**** Data records
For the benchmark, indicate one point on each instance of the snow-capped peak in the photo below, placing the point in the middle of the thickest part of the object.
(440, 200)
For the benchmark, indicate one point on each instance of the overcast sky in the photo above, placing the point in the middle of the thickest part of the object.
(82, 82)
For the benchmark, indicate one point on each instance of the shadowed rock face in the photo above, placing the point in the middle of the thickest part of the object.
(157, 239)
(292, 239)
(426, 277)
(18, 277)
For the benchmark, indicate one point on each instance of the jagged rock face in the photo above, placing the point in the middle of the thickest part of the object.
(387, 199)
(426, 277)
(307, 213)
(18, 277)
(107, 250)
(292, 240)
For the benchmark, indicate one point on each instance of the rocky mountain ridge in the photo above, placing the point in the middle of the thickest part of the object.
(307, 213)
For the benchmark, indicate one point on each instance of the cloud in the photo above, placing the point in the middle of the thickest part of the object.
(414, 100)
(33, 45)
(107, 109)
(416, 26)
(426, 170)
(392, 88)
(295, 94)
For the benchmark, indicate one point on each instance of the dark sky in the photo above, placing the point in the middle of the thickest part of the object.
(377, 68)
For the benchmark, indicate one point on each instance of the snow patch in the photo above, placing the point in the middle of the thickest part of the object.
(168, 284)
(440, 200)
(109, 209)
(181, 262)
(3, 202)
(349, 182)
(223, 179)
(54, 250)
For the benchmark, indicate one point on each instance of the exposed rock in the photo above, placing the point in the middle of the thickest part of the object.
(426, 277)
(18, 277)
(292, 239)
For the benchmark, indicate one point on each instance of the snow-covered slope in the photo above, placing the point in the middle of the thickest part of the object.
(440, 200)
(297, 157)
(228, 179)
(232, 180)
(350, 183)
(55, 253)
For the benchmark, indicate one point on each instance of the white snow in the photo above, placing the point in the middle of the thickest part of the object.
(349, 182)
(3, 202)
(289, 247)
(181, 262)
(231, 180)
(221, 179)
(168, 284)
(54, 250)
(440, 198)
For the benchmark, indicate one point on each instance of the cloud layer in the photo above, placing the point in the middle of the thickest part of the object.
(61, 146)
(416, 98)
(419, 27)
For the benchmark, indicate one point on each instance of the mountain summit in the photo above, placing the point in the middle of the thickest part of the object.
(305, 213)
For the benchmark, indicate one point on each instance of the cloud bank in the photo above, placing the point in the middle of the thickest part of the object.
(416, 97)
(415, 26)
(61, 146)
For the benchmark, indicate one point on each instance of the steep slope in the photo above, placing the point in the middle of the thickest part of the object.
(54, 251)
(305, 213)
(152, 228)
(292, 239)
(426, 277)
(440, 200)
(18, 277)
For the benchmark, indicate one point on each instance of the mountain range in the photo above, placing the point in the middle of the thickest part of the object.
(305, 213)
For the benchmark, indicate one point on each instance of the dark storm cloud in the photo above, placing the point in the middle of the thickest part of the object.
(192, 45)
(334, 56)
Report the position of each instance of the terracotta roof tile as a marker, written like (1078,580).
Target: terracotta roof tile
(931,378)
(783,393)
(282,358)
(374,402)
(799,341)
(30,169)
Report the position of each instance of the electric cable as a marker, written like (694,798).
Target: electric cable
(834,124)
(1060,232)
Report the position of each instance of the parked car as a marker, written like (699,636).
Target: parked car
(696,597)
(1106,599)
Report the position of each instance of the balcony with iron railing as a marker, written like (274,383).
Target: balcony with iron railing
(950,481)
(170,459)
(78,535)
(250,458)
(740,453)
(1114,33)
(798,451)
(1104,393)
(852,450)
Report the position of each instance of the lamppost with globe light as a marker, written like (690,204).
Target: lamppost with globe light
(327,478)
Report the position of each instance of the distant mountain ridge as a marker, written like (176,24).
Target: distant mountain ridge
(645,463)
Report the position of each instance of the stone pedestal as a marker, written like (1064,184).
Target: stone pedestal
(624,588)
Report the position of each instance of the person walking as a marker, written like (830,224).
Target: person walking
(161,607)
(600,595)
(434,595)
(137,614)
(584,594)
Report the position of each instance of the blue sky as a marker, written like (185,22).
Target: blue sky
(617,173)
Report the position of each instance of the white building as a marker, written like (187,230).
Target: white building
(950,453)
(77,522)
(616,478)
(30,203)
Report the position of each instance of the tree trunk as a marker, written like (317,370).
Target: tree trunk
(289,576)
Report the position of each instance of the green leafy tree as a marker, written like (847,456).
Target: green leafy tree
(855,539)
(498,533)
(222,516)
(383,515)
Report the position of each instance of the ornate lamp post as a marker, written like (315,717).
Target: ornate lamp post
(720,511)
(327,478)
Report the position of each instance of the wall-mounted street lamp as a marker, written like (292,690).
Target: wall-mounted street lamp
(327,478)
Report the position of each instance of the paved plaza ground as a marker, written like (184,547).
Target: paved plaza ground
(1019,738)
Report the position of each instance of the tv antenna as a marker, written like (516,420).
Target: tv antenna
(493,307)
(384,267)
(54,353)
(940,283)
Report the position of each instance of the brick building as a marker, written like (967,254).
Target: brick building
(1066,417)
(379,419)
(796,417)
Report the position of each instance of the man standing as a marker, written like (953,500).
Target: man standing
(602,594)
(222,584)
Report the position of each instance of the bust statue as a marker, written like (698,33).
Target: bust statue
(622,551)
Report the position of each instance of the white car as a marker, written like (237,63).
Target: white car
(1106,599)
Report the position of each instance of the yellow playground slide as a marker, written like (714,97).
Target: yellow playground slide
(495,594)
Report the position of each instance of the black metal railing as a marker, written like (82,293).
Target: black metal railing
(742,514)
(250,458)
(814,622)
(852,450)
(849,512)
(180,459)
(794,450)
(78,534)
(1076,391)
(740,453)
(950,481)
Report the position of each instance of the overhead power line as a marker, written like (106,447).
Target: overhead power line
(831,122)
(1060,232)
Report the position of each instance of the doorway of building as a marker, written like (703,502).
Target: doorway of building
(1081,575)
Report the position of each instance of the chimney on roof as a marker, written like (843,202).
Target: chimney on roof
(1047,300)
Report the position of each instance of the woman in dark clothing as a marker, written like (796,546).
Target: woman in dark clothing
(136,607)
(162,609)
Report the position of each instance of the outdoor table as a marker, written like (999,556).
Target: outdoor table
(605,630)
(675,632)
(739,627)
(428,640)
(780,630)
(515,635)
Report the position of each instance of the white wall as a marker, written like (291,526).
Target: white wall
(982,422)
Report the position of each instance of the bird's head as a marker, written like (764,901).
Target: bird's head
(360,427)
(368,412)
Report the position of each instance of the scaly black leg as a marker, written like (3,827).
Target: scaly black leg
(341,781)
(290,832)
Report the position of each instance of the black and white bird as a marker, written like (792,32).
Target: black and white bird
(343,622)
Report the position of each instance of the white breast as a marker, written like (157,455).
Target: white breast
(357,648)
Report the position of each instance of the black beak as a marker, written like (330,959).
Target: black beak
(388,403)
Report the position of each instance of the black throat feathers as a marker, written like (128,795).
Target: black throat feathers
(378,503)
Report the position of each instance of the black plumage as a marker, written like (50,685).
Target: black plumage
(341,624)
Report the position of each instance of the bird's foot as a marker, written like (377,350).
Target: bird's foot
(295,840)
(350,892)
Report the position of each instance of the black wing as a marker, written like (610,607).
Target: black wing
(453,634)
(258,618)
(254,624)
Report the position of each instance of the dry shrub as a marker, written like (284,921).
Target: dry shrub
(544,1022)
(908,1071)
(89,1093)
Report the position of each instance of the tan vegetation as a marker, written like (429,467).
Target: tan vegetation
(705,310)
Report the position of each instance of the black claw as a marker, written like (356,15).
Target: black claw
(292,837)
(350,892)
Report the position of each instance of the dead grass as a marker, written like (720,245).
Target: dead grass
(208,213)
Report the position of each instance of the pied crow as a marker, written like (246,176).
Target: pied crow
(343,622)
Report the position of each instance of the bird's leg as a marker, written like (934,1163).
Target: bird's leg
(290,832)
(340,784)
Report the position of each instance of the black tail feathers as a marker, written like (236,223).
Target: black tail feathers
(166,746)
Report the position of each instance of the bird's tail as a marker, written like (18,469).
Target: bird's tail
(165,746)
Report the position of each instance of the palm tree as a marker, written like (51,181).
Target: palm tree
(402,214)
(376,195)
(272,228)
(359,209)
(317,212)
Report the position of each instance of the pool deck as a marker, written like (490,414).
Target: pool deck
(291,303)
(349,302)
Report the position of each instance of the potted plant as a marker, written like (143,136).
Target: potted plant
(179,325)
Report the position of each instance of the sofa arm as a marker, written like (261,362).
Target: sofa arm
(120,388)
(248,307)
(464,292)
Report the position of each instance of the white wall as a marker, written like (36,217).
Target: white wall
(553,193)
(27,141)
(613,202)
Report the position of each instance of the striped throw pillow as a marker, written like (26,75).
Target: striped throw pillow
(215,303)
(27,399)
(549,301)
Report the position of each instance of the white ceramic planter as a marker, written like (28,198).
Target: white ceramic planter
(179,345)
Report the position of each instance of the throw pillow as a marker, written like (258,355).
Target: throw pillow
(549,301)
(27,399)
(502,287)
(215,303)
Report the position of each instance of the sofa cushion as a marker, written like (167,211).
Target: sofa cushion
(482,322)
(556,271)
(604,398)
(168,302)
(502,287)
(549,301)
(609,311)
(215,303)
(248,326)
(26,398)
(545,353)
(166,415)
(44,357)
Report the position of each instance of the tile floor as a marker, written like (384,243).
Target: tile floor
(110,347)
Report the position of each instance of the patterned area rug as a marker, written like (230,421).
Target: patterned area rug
********
** Work to complete **
Set down only these lines, exactly: the line containing "Report the position of each instance of the throw" and each line after it, through the end of the listing.

** Answer to the problem **
Report the position of each instance of the throw pillow as a marker, written like (258,355).
Target: throw pillow
(549,301)
(27,399)
(502,287)
(215,303)
Report the position of each instance of the sofa cushion as a marker, written like (167,211).
Target: sofa cushion
(482,322)
(556,271)
(604,398)
(168,302)
(502,287)
(549,301)
(609,311)
(215,303)
(248,326)
(26,398)
(545,353)
(166,415)
(44,357)
Report the position of each instance of the tile floor as a marker, written like (384,243).
Target: tile floor
(110,347)
Report the position of each instance of the patterned area rug as a marker, written like (230,421).
Target: patterned area rug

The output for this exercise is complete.